*Exercícios a fazer*
• A. Liste, na ordem em que aparecem, todos os anos escritos com quatro algarismos no texto sobre Câmara Cascudo.
• B. Dê seguimento ao texto sobre Câmara Cascudo, começando logo depois da última frase dele.

*Texto fornecido*
Intérpretes do Brasil – Câmara Cascudo

Luís da Câmara Cascudo

Felipe Maruf Quintas

Luís da Câmara Cascudo (Natal, 1898 – Natal, 1986) foi um dos mais importantes folcloristas e antropólogos brasileiros. Sua copiosa obra constitui um verdadeiro inventário analítico do folclore e da cultura popular do nosso País. Sua produção mais importante, Dicionário do Folclore Brasileiro, estudada em todo o mundo, foi publicada em 1952 pelo Instituto Nacional do Livro e prefaciado por Antônio Balbino, ministro da Educação do segundo governo Getúlio Vargas, em nome do Governo Federal.

Dotado de profundo amor pelo Brasil, Câmara Cascudo, adepto do integralismo na década de 1930, renunciou desiludido a essa ideologia quando os integralistas tentaram depor Getúlio Vargas. Condecorado em 1938 pelo ditador italiano Benito Mussolini, em razão do seu livro “Memória de Stradelli”, sobre um viajante italiano que transitou pelo Rio Amazonas no século XIX, ele devolveu a comenda em 1942 após submarinos italianos torpedearem navios brasileiros. Em suas memoráveis palavras, “Não uso medalhas de quem mata brasileiros”[1].

*Trechos dos dados*
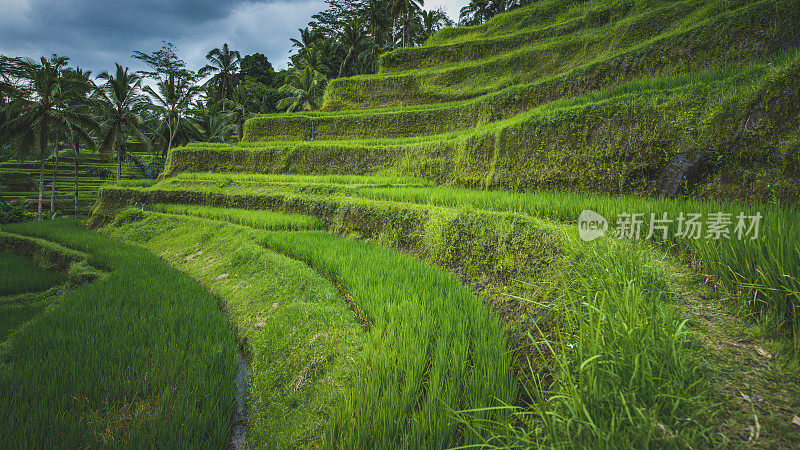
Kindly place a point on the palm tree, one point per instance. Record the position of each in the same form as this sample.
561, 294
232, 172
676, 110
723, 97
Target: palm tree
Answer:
431, 22
317, 56
36, 108
171, 98
303, 90
212, 124
121, 103
376, 14
306, 41
353, 40
224, 63
78, 132
406, 10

*Respostas por tarefa*
• A. 1898, 1986, 1952, 1930, 1938, 1942

• B.
Câmara Cascudo notabilizou-se pelo estudo metódico e minucioso dos hábitos, costumes, mitos, lendas, ditos e crenças do povo brasileiro, em suma, do folclore nacional. Possuidor de vasta erudição e conhecedor de numerosos autores estrangeiros – cuja discussão ele aprofunda em seu tratado teórico “Civilização e Cultura” (1973) -, ele estabeleceu, como método, a fidedignidade aos modos existenciais tradicionais do povo, evitando qualquer camisa-de-força doutrinária que distorcesse o seu significado. Seu treinamento livresco não bloqueou nem distorceu a sensibilidade para experiência imediata da população simples.

Em sua concepção, haveria, em todos os povos, uma dualidade entre “uma cultura sagrada, oficial, reservada para a iniciação, e a cultura popular, aberta apenas à transmissão oral” (Cascudo, 1988 [1952], p. xxiii). Ambas seriam igualmente caracterizadoras da cultura de cada povo. Porém, se a primeira era amplamente valorizada, estudada e celebrada, faltava elevar o folclore, enquanto manifestação da cultura popular, ao mesmo nível de importância e reconhecimento, de modo a captar o significado autêntico daquilo que, criado pelo povo e a ele pertencente, era “negado pelo letrado, esquecido pelo professor, ironizado pelo viajante”.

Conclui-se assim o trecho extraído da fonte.